» **Stated task**
Can you reproduce the records below with each "Target" renamed to "Label" and nothing else altered?

» **Entries provided**
☆ ☆ ☆ ☆ ☆

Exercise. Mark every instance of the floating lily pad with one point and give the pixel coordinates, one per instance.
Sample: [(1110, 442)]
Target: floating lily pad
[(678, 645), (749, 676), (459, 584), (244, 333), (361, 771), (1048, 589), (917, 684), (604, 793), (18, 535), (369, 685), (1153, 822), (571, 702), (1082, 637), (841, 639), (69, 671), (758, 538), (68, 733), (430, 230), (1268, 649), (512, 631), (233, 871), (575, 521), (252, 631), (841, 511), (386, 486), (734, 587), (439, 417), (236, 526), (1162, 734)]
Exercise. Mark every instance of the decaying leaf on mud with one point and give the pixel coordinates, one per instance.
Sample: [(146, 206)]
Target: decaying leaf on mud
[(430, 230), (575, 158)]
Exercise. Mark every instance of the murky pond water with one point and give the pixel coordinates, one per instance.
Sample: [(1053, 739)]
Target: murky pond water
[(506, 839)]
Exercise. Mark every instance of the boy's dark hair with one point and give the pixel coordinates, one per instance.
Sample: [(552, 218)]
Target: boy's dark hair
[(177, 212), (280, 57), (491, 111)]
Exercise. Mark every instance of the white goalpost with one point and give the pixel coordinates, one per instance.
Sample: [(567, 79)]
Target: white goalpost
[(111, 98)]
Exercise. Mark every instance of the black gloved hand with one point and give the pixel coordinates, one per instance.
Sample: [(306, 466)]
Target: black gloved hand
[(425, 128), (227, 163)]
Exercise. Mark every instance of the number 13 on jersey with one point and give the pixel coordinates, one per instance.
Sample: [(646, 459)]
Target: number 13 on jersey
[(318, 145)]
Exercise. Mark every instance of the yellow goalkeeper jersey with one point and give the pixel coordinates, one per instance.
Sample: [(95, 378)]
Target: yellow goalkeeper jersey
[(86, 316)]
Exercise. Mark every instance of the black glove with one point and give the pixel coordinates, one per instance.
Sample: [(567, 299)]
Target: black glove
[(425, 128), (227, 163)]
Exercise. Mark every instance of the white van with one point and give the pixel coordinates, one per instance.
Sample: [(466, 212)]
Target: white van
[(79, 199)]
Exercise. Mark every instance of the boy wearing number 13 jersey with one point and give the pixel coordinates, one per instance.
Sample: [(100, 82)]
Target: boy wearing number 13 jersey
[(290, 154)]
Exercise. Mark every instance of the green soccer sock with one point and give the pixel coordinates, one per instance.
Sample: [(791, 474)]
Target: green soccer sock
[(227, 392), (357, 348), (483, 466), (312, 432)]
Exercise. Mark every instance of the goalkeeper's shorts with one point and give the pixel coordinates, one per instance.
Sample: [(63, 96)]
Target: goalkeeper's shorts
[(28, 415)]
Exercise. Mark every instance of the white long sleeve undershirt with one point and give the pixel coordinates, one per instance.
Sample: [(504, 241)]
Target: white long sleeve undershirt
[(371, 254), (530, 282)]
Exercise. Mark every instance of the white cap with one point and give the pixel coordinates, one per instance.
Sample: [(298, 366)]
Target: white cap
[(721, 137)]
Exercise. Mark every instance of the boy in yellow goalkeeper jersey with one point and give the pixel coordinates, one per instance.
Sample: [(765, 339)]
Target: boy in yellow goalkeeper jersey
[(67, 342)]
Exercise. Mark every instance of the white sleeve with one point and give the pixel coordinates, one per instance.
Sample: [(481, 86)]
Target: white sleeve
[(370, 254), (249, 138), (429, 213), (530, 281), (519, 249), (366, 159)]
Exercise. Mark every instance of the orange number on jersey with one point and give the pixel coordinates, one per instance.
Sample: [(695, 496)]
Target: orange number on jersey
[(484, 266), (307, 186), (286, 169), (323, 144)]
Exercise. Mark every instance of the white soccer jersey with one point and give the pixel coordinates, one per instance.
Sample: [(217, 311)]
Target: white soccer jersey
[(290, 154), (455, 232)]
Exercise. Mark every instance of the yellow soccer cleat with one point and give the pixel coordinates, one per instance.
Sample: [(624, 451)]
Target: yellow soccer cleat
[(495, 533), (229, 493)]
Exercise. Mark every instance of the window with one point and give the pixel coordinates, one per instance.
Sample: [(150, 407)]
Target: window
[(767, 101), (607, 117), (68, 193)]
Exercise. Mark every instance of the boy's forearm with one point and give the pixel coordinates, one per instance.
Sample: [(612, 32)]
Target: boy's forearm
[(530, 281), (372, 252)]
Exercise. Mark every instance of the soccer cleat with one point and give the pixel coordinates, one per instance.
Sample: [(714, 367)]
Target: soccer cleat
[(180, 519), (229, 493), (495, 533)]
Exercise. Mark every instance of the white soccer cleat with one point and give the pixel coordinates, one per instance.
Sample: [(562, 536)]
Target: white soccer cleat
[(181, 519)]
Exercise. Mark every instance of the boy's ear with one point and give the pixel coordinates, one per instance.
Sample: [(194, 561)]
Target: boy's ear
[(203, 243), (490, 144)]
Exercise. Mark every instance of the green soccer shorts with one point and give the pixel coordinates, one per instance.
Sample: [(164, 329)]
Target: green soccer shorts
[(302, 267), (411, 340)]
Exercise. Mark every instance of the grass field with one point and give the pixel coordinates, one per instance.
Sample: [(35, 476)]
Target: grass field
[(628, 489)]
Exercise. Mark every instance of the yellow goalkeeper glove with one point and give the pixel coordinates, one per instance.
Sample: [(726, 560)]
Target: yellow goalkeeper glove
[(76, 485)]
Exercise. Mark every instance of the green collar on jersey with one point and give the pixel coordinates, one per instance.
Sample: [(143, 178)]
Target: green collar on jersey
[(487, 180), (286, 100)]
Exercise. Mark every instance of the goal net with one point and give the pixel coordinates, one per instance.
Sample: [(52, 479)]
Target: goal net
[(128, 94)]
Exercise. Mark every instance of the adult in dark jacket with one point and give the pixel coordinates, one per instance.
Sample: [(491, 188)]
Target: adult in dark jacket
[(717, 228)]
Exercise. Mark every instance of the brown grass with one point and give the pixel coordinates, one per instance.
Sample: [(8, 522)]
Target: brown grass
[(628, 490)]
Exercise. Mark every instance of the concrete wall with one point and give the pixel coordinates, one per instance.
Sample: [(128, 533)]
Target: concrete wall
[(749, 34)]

☆ ☆ ☆ ☆ ☆

» **Result**
Exercise. Mark every instance of the floating lily pad with one point and give the pixel coordinates, one per instance.
Sample: [(1110, 442)]
Label: floating lily pad
[(678, 645), (749, 676), (459, 584), (244, 333), (361, 771), (1048, 589), (917, 684), (604, 793), (18, 535), (369, 685), (1153, 822), (571, 702), (1082, 637), (841, 639), (69, 671), (758, 538), (68, 733), (430, 230), (1268, 649), (512, 631), (233, 871), (575, 521), (252, 631), (841, 511), (386, 486), (734, 587), (439, 417), (236, 526), (1162, 734)]
Exercise. Mark every instance of the decaying leaf on mud with one point and give the pixel coordinates, one per instance.
Sample: [(146, 206)]
Label: decaying leaf on mud
[(430, 230), (575, 158)]
Exercise. Mark every instance of the murky pond water with one point and give the pixel coordinates, one per instance.
Sample: [(1053, 739)]
Label: murky pond water
[(506, 839)]
Exercise. Mark every instance of the boy's dark hair with one point and give the pixel coordinates, one per instance.
Sample: [(552, 218)]
Label: boy's dark hair
[(177, 212), (280, 57), (491, 111)]
Exercise. Mark every instance of the white goalpost with one point and give the pixel coordinates, one per instance.
Sample: [(567, 79)]
Label: white goalpost
[(111, 98)]
Exercise. Mark every instance of the black gloved hand with one point and give the pixel coordinates, one per instance.
Sample: [(306, 466)]
Label: black gloved hand
[(425, 128), (227, 163)]
Exercise. Mark every instance of the number 13 on jersey with one point and give the pixel coordinates, one per instance.
Sample: [(646, 459)]
Label: number 13 on jersey
[(318, 145)]
Exercise. Mark every instance of the yellow goalkeeper jersey with one point and give the pixel coordinates, one per instance.
Sample: [(95, 378)]
Label: yellow goalkeeper jersey
[(86, 316)]
Exercise. Mark every instance of the black glove with one point and give the pixel coordinates, one per instance.
Sample: [(567, 299)]
Label: black glove
[(425, 128), (227, 163)]
Exercise. Mark every instance of the white van with one point and give the pixel coordinates, one per instance.
Sample: [(466, 212)]
Label: white van
[(79, 199)]
Exercise. Mark every instance of the boy wearing number 13 jersey with one point and give the pixel coordinates, one per instance.
Sample: [(100, 82)]
Label: boy wearing number 13 jersey
[(290, 154)]
Exercise. Mark every instance of the green soccer sock with one point and give the pixel coordinates, one per instance.
Sample: [(791, 474)]
Label: green soccer sock
[(227, 392), (357, 348), (483, 466), (312, 432)]
Exercise. Mark every instance of the goalkeeper's shorts with one point and give the pixel coordinates, one per instance.
Sample: [(63, 96)]
Label: goalkeeper's shorts
[(28, 415)]
Exercise. Mark every instance of the white long sleeve undershirt with one point and give the pixel coordinates, one per instance.
Sample: [(504, 241)]
Label: white long sleeve undershirt
[(371, 254), (530, 282)]
Exercise. Mark every instance of the white cap with one point and give the pixel coordinates, one per instance.
Sample: [(298, 366)]
Label: white cap
[(721, 137)]
Exercise. Mark every instance of the boy in yellow goalkeeper jersey with one point and give the pixel coordinates, one per instance.
Sample: [(765, 339)]
Label: boy in yellow goalkeeper jersey
[(67, 342)]
Exercise. Mark every instance of the white sleeve with one point and give the pixel coordinates, one per instance.
Sample: [(481, 86)]
Label: white sleeve
[(370, 254), (249, 138), (429, 213), (530, 281), (519, 249), (366, 159)]
Exercise. Mark every instance of the orange number on jersey with one point and give the pixel coordinates, one per instance.
Sample: [(695, 496)]
Label: orange number on jersey
[(484, 266), (307, 186), (286, 169), (323, 144)]
Exercise. Mark every instance of the white soccer jersey with one point and give the pixel coordinates, one per instance.
Sample: [(217, 311)]
Label: white soccer jersey
[(290, 154), (455, 232)]
Exercise. Mark every instance of the yellow soccer cleat with one point and give the pixel coordinates, one per instance.
Sample: [(624, 451)]
Label: yellow soccer cleat
[(495, 533), (229, 493)]
Exercise. Mark every instance of the window with one point and give the pixel coordinates, one per instance.
Sample: [(150, 407)]
Label: window
[(767, 101), (607, 117), (68, 193)]
Exercise. Mark every instance of the boy's forearm with one point and give the pixel coordinates, one per instance.
Sample: [(612, 32)]
Label: boy's forearm
[(530, 281), (372, 252)]
Exercise. Mark every instance of the soccer cleat with one point and give the pixel coordinates, one per instance.
Sample: [(714, 367)]
Label: soccer cleat
[(180, 519), (229, 493), (495, 533)]
Exercise. Mark every instance of the white soccer cleat with one point and give the pixel coordinates, one per instance.
Sample: [(562, 536)]
Label: white soccer cleat
[(181, 519)]
Exercise. Mark every instance of the boy's ear with one point and give the pixel coordinates, one per instance.
Sample: [(194, 561)]
Label: boy's ear
[(203, 243), (490, 144)]
Exercise. Mark every instance of the green soccer shorts with one point and give the pixel coordinates, one per instance.
Sample: [(164, 329)]
Label: green soccer shorts
[(302, 267), (411, 340)]
Exercise. Mark every instance of the grass field with one point and give the pixel coordinates, one per instance.
Sample: [(35, 476)]
Label: grass field
[(628, 489)]
Exercise. Mark every instance of the yellow goalkeeper glove with one point and give the pixel coordinates, one per instance.
Sample: [(726, 560)]
Label: yellow goalkeeper glove
[(76, 485)]
Exercise. Mark every instance of the green collar on jersey with one point and give the pixel coordinates, one per instance.
Sample: [(143, 178)]
Label: green collar on jersey
[(487, 180), (286, 100)]
Exercise. Mark every instance of the goal net with one point and give the pixel coordinates, one per instance.
Sample: [(52, 479)]
Label: goal net
[(128, 94)]
Exercise. Mark every instance of the adult in dark jacket with one point and give the pixel coordinates, one per instance.
Sample: [(491, 188)]
Label: adult in dark jacket
[(717, 228)]
Exercise. Mark every instance of the brown grass with one point and give the pixel coordinates, one per instance.
Sample: [(8, 522)]
Label: brown grass
[(628, 490)]
Exercise. Mark every instance of the concrete wall with one point and give the pixel coordinates, one per instance.
Sample: [(128, 533)]
Label: concrete wall
[(749, 34)]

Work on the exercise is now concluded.